Velhos assuntos, novas discussões: Em 2016, falamos sobre problemas antes silenciados

Muito aconteceu em 2016. Será um ano eternamente lembrado por momentos marcantes para o bem e para o mal. Foram dias que desejamos repetir, que desejamos esquecer e ainda aqueles que queríamos que nunca tivessem existido. O esporte, como sempre, foi frequentemente a pauta principal.

Não foram dias fáceis, mas certamente deixaram uma marca no mundo que não será apagada. Neste ano, vimos Jogos Olímpicos memoráveis em nosso próprio país. Vimos exemplos de superação e de como o esporte pode mudar uma vida para sempre. Porém, também presenciamos os velhos preconceitos que jamais se perderão. Precisamos enfrentar discussões maiores, mais difíceis e, principalmente, mais necessárias. Em 2016, deixamos de fugir de discussões que adiávamos há muito tempo.

Talvez o assunto mais difícil de se tratar seja justamente aquele ainda negado por muitos. O machismo novamente se fez presente e mais uma vez falamos sobre isso. O lançamento da camisa do Atlético Mineiro pela Dryworld, em fevereiro, causou muitas reclamações do público feminino nas redes sociais pela forma como o uniforme, que sequer era para as mulheres, foi apresentado com modelos de biquíni desfilando.

A Olimpíada do Rio de Janeiro também foi essencial para essa discussão. Mais uma vez o futebol feminino teve sua oportunidade de conquistar torcedores. O apelo de 2007 pareceu ser ouvido e o legado olímpico, mesmo que bem lentamente, começou a aparecer na própria Confederação Brasileira de Futebol (CBF), que finalmente colocou uma treinadora mulher e competente à frente da Seleção Olímpica.

Após o quarto lugar na Olimpíada, Formiga chorou e pediu para que não esquecessem o futebol feminino (Foto: Reprodução)
Após o quarto lugar na Olimpíada, Formiga chorou e pediu para que não esquecessem o futebol feminino
(Foto: Reprodução)

[Registros de anotação espacial]
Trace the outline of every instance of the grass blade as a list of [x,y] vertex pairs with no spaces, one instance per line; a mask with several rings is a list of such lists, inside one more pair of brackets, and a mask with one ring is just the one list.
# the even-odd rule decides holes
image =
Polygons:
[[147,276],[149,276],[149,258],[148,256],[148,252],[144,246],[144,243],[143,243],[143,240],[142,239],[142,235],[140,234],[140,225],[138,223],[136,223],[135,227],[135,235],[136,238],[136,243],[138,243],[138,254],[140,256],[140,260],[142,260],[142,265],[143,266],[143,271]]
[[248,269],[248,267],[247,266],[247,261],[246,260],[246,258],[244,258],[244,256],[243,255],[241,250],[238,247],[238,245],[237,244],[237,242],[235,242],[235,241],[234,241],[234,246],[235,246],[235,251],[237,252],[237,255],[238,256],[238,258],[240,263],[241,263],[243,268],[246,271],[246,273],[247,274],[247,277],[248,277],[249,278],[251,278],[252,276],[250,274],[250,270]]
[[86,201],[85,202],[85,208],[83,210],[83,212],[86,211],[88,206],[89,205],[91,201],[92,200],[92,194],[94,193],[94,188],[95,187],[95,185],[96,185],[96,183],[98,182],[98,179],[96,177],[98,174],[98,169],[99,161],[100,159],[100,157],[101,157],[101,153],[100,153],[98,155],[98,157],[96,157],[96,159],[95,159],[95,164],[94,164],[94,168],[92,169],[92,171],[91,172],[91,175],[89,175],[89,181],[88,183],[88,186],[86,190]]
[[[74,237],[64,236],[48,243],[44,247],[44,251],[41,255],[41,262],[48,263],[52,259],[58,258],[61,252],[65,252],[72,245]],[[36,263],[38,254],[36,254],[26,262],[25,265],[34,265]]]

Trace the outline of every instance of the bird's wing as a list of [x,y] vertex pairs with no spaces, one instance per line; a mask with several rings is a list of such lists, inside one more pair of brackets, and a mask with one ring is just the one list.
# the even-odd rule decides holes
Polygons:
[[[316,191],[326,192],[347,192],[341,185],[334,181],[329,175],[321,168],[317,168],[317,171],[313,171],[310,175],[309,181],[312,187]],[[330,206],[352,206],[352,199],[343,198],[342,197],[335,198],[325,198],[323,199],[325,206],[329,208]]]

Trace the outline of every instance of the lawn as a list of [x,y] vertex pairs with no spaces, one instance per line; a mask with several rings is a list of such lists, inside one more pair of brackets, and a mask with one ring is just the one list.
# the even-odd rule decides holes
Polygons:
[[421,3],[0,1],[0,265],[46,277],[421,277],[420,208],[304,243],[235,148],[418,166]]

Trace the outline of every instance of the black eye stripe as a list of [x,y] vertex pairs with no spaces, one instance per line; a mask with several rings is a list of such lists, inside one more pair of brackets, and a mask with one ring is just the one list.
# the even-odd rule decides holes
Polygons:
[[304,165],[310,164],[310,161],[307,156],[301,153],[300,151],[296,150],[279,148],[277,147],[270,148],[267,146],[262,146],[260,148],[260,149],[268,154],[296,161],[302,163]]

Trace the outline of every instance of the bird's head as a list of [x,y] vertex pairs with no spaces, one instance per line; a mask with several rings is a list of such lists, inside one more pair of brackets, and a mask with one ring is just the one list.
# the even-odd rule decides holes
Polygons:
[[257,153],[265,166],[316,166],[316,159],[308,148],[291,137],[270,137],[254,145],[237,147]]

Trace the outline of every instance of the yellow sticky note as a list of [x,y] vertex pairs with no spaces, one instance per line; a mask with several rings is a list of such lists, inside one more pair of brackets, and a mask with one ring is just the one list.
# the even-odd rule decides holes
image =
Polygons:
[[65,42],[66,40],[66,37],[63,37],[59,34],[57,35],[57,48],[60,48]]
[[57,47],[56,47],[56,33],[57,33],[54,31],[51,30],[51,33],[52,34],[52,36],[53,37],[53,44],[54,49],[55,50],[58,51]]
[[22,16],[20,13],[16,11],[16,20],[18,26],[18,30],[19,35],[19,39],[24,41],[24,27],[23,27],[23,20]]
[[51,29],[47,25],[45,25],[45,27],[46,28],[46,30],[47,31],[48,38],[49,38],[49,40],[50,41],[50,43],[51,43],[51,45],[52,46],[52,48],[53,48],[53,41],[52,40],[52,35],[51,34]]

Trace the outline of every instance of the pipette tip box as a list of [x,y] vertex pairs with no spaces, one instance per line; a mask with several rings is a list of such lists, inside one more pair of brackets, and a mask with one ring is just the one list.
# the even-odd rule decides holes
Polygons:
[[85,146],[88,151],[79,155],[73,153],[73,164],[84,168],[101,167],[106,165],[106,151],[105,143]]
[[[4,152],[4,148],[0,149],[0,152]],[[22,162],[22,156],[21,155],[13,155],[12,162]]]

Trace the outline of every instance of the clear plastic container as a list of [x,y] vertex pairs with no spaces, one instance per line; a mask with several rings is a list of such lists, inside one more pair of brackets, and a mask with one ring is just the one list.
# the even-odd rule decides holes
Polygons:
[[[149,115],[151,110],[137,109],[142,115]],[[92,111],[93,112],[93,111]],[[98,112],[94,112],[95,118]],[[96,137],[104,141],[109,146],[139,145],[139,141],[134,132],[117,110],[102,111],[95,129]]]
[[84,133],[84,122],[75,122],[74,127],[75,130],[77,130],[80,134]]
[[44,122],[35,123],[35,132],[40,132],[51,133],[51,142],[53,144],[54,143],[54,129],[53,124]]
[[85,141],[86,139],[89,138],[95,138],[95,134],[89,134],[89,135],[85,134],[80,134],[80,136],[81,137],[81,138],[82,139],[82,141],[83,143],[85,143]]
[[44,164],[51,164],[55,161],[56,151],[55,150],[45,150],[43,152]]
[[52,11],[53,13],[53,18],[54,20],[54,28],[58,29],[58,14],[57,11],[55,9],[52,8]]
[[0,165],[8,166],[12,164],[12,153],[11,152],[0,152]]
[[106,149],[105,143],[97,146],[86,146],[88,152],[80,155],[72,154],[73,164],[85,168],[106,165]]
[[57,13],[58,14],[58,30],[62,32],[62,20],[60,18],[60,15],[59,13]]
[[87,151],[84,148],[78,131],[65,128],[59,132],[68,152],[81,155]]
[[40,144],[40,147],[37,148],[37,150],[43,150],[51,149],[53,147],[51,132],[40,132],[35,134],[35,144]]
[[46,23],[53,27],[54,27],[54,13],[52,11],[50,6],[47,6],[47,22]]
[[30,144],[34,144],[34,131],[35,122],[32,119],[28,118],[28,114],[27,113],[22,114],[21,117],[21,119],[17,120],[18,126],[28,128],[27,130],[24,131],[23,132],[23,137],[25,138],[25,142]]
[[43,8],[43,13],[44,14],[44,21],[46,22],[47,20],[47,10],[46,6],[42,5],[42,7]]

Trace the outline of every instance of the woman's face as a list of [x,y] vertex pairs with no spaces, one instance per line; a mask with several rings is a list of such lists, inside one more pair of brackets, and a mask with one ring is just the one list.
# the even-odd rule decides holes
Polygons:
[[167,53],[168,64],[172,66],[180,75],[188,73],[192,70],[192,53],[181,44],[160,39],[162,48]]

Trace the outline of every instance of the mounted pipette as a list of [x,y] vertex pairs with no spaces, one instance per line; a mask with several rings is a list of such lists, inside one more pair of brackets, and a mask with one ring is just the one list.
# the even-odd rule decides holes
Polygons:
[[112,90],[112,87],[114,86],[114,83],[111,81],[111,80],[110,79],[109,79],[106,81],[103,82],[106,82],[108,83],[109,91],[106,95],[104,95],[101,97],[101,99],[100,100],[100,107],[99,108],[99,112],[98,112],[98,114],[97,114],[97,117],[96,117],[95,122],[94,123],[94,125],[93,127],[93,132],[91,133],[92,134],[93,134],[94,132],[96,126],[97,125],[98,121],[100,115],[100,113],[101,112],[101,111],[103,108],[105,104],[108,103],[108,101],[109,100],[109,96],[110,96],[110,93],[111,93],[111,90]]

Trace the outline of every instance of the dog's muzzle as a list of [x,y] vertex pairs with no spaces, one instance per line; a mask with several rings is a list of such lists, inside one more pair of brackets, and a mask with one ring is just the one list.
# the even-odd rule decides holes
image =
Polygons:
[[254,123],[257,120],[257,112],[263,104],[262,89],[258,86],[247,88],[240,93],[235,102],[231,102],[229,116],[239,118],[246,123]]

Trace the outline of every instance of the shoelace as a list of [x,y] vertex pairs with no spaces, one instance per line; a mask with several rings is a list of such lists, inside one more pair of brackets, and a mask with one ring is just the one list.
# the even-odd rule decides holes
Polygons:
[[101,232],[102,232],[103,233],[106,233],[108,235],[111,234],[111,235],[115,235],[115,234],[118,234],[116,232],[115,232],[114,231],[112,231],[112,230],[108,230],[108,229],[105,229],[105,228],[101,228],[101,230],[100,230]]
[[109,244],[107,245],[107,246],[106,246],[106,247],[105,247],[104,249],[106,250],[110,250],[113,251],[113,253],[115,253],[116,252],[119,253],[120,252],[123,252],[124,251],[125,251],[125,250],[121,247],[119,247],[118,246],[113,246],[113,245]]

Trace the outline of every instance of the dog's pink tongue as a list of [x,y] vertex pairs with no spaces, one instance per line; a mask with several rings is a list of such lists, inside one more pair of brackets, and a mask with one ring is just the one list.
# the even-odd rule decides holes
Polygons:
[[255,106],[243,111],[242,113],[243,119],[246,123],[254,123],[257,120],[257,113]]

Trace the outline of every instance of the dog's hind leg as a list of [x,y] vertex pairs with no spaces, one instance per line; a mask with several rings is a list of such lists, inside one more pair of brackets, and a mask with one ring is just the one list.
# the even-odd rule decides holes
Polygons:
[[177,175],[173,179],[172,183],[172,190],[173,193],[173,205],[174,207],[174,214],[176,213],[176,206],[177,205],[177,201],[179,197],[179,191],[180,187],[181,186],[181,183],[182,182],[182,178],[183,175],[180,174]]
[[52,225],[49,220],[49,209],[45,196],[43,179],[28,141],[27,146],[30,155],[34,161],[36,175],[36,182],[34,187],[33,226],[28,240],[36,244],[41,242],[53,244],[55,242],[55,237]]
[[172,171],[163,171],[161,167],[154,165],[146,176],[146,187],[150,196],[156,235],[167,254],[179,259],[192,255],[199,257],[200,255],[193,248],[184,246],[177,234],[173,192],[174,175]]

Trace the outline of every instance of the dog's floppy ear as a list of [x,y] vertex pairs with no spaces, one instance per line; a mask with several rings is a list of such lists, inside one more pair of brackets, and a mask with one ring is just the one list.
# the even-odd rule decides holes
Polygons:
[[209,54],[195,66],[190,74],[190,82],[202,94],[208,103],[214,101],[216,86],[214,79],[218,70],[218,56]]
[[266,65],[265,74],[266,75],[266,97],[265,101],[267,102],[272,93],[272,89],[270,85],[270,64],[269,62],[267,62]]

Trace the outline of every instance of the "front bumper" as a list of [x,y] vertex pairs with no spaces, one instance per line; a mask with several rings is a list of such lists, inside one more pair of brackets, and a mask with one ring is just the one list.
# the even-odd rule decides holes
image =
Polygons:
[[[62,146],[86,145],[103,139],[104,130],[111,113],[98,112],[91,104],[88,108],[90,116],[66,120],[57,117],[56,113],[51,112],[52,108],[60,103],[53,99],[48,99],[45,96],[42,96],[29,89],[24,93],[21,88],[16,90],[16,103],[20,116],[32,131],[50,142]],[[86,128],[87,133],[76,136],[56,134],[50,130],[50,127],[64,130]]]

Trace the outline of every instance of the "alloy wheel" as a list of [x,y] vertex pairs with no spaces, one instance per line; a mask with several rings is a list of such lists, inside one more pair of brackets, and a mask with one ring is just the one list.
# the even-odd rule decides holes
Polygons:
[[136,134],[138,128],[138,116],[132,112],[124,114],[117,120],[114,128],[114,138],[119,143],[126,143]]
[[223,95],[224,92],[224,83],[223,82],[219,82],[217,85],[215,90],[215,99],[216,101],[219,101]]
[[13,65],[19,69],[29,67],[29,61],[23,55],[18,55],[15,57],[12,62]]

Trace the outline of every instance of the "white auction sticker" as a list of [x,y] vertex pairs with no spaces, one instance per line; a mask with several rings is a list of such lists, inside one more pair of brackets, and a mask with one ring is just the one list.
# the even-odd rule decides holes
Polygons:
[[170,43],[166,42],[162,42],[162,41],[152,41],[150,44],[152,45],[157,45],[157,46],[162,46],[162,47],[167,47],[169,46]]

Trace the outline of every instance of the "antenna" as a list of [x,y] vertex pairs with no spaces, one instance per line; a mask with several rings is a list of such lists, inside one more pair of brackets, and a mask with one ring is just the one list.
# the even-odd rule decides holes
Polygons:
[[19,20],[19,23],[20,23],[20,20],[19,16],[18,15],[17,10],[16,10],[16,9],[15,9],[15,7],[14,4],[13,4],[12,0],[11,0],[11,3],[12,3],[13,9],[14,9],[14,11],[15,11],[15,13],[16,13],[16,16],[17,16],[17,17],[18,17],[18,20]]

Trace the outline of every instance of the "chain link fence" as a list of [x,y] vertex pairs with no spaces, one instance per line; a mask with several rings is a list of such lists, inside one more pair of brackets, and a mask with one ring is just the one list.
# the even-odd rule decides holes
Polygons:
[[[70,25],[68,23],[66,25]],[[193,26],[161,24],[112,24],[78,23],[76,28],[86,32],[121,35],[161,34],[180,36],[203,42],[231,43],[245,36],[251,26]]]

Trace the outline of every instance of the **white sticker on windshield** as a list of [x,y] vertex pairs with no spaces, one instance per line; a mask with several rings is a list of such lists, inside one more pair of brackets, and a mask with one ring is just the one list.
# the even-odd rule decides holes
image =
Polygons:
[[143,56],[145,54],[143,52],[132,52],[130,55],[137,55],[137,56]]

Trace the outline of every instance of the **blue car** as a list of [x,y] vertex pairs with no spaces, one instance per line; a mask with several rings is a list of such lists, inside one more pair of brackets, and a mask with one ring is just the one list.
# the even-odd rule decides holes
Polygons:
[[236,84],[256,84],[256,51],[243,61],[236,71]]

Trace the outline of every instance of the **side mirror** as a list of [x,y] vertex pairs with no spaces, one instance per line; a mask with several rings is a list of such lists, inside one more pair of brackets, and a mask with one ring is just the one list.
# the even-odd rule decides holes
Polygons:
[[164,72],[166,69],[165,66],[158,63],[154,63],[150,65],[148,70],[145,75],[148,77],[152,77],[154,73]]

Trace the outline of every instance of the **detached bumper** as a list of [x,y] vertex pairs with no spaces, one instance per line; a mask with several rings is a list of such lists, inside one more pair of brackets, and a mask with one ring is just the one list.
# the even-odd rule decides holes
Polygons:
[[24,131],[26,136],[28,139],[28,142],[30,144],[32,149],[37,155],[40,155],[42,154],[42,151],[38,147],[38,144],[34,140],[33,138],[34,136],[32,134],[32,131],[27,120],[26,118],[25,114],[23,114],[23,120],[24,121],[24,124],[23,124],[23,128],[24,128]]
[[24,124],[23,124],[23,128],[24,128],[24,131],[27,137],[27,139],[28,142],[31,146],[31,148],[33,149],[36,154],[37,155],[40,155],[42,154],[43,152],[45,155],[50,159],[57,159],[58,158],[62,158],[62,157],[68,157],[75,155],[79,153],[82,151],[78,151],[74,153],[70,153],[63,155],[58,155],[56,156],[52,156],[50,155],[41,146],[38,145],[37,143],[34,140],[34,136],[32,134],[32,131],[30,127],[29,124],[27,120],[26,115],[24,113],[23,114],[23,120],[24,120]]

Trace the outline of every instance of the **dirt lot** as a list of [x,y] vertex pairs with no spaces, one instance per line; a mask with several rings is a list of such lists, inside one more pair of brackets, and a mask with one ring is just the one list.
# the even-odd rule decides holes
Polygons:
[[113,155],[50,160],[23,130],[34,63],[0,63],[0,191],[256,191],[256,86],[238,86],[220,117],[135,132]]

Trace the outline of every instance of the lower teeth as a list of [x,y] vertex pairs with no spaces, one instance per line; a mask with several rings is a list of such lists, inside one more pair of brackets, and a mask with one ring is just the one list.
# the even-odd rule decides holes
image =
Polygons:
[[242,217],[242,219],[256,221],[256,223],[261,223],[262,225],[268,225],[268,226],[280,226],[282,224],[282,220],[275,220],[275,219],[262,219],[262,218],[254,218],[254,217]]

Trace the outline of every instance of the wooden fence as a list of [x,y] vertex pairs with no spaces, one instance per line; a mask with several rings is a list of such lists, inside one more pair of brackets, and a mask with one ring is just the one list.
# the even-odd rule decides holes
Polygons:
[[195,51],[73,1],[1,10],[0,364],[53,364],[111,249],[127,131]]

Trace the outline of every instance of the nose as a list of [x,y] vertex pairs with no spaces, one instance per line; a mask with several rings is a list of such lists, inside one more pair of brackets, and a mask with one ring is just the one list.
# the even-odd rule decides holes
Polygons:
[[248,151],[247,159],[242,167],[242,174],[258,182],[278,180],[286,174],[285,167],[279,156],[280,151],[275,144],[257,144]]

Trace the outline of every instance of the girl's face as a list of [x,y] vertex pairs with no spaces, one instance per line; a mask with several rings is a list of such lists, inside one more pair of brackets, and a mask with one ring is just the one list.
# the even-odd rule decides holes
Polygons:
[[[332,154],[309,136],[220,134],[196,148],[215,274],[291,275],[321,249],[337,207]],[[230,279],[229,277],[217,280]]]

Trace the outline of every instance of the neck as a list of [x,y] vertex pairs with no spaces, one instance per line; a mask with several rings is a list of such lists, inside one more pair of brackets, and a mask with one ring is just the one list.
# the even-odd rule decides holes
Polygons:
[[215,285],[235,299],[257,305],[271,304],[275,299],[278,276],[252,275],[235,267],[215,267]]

**TAREFA A REALIZAR**
Continue o texto sobre as discussões no esporte em 2016 a partir do ponto em que ele termina.

**RESPOSTA À TAREFA**
Entretanto, também enfrentamos o velho problema da desvalorização do esporte feminino. Enquanto os homens tinham capacidade exaltada não apenas pela mídia, mas pela premiação em dinheiro bem mais alta, as mulheres recebiam mais destaque pela aparência e ganhavam bem menos. Além disso, as grandes atletas sofriam com comparações injustas, como foi o caso da excepcional ginasta Simone Biles, que afirmou em um desses momentos: "Não sou a próxima Usain Bolt ou Michael Phelps. Sou a primeira Simone Biles".

O tabu da homofobia no esporte também foi debatido, mesmo que em menor escala. A Fifa deu um passo importante quando multou a CBF pelos gritos de "bicha" nos estádios durante as Eliminatórias para a Copa do Mundo, fazendo o mesmo com outras Confederações. O mesmo problema foi visto e criticado durante os Jogos Olímpicos.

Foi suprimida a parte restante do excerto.